Exercise aim: Extract each line of the entries below that contains the string "target".

Supplied data:
--------
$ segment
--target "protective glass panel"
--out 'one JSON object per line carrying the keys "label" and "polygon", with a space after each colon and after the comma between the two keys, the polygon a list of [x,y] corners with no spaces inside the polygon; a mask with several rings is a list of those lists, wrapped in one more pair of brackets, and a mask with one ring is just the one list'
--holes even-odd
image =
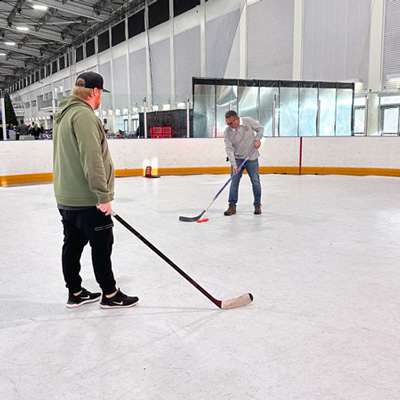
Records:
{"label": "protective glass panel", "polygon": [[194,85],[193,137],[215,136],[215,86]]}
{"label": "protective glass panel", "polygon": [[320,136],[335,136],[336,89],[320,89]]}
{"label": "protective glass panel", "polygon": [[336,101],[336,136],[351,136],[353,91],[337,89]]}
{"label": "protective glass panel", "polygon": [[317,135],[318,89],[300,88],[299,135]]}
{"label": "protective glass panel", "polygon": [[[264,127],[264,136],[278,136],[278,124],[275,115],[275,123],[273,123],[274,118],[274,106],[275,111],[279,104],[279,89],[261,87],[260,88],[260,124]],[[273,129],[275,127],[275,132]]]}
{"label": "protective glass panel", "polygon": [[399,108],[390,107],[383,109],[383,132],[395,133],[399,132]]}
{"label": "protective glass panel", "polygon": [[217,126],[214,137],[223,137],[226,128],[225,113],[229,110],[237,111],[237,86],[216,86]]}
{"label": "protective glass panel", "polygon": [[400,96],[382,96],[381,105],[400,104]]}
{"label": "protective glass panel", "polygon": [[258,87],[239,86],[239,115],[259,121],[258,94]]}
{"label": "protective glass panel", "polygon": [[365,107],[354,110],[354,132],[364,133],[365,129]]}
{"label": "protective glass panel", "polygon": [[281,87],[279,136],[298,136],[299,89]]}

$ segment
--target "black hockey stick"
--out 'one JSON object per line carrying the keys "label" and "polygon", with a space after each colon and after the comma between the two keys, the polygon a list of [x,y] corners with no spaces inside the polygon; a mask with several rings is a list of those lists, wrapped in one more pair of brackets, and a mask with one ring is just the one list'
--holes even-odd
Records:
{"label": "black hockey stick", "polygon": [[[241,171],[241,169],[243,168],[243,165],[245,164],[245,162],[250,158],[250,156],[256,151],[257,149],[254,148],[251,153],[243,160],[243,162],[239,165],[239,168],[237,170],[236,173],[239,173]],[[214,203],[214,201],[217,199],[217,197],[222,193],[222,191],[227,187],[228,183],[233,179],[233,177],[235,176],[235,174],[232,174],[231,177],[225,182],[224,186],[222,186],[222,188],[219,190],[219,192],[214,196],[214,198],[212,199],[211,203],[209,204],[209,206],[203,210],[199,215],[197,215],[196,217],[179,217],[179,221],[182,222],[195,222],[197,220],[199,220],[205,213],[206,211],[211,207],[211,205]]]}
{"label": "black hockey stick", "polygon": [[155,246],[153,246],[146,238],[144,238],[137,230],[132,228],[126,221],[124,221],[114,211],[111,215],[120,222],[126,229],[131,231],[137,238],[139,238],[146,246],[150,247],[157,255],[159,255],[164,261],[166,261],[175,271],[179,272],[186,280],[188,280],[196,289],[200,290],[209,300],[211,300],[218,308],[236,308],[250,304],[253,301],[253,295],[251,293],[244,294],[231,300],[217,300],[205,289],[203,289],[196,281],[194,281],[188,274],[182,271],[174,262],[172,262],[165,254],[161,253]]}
--------
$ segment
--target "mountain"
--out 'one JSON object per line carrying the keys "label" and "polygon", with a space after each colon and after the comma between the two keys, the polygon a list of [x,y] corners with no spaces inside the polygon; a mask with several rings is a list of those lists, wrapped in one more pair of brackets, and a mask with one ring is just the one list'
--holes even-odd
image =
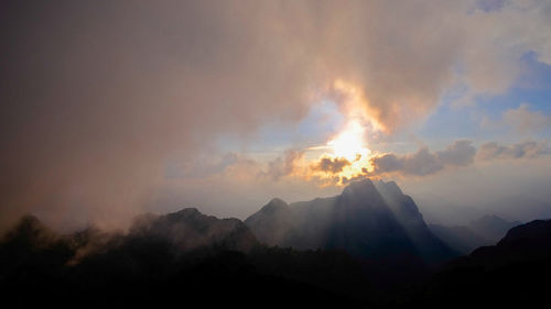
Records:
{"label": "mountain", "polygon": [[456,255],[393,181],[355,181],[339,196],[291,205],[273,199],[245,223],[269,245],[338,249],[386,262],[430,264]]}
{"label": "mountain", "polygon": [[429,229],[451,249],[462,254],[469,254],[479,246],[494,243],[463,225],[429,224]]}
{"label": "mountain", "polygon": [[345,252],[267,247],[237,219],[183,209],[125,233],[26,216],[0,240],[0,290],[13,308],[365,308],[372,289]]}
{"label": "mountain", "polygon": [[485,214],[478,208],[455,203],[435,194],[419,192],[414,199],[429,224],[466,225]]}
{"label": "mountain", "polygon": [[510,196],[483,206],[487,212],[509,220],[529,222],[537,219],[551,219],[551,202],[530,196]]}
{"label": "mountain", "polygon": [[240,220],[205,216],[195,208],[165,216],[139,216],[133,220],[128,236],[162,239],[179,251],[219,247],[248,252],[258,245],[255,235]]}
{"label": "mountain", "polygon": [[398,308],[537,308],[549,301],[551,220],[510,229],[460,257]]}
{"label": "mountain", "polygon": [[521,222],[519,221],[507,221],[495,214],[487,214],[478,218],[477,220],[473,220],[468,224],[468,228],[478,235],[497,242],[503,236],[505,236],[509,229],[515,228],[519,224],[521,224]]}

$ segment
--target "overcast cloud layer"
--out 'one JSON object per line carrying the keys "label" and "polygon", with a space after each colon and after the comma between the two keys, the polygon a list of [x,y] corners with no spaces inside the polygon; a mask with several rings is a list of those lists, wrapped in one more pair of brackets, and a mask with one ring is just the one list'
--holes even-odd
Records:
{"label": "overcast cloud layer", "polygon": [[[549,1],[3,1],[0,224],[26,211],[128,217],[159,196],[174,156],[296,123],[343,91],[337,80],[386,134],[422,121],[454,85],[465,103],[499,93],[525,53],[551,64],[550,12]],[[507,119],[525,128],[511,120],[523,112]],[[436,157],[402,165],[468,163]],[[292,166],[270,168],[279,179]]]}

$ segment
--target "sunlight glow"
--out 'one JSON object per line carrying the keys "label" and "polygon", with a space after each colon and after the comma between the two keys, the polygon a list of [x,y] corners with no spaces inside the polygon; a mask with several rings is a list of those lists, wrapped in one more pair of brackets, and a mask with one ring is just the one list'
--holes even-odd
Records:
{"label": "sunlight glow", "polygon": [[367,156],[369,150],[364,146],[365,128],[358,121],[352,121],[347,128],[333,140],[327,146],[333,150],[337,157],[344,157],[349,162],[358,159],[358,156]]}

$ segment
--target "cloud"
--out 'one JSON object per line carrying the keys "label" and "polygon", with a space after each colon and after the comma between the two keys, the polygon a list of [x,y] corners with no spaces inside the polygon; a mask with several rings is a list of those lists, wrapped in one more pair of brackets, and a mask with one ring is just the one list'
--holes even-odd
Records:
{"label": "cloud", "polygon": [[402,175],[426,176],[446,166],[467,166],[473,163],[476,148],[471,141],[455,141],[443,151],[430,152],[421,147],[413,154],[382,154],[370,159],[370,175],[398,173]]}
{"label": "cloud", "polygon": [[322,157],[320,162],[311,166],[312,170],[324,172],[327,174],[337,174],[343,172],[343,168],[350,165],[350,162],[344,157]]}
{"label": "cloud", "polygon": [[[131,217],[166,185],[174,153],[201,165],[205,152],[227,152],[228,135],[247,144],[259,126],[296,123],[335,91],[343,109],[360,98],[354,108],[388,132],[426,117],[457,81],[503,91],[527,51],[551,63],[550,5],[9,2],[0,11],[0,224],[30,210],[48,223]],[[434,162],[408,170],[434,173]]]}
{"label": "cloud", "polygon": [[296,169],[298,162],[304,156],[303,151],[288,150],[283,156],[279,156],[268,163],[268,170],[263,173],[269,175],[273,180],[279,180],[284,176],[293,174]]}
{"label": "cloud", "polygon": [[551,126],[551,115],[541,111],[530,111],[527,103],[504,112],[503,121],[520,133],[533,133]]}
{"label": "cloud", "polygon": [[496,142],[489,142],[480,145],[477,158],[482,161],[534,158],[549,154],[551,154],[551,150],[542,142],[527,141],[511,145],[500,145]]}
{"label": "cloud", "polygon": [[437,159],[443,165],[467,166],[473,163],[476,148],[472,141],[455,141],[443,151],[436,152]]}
--------
Worked solution:
--target "protective glass panel"
--target "black hockey stick"
--target "mountain"
--target "overcast cloud layer"
--target "sunlight glow"
--target "cloud"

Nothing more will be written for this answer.